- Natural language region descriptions
================

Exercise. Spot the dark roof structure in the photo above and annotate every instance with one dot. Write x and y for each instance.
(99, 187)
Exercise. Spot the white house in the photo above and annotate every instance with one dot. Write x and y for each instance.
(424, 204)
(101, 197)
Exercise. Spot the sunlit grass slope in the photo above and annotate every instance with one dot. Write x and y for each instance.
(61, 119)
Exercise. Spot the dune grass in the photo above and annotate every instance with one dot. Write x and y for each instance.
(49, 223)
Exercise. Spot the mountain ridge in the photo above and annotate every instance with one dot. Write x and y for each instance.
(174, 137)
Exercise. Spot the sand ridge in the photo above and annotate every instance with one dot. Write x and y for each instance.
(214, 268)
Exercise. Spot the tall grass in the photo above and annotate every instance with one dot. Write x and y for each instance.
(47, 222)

================

- Directions
The lines above are to be retyped exactly, with none omitted.

- Expected answer
Exercise. Spot the dark roof structure in the photo above and annotate every instance with one dot. Write x and y for each instance.
(99, 187)
Exercise. Spot the white house in the photo above and annotate every instance with one dot. Write x and y for each instance.
(424, 204)
(101, 197)
Exercise. Spot the sunlit grass slope in the photo above and annotate every instance with one dot. Write x and y for each instance.
(61, 119)
Exercise. Spot the dune grass in the photo above and annotate every instance with one dot. Write x and y for each instance.
(49, 223)
Exercise. Spot the mountain ridge in the photo above and annotate every instance with one dot. Write x and y for each instance.
(174, 137)
Exercise. Spot the sand ridge in the photo above and annotate every instance with one dot. Write x and y for each instance.
(214, 268)
Exercise. Spot the tall grass in the photo above and annotate every instance with one dot. Write x and y for each instance.
(47, 222)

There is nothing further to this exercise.